> _What you are asked to do_
The only acceptable output is every entry, printed exactly.

> _Data excerpts_
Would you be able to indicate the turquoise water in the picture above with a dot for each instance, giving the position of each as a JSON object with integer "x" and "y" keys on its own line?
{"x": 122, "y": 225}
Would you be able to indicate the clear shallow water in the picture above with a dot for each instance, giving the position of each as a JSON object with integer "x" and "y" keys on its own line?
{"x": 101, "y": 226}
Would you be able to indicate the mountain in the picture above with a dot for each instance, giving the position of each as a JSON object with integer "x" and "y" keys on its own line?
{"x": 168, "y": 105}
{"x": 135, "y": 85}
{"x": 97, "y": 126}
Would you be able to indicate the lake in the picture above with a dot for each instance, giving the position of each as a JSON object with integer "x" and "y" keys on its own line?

> _Task answer_
Would you be able to indicate the turquoise water in the picture above with a dot for each instance, giving the position of each as a JSON object with integer "x" and "y" keys on its own line?
{"x": 122, "y": 225}
Would you be able to indicate the clear shallow water in the picture above with a dot for each instance, giving the position of each as a JSON object with integer "x" and "y" keys on its own line?
{"x": 101, "y": 226}
Would you be able to indicate the mountain in the picture above with a dot for each instance, giving the position of each as a JSON object with integer "x" and "y" keys on its own line?
{"x": 168, "y": 105}
{"x": 135, "y": 85}
{"x": 97, "y": 126}
Would you be able to indicate the lake in the picture above with a dot for each instance, giving the position of each as a JSON object with integer "x" and "y" keys on its own line?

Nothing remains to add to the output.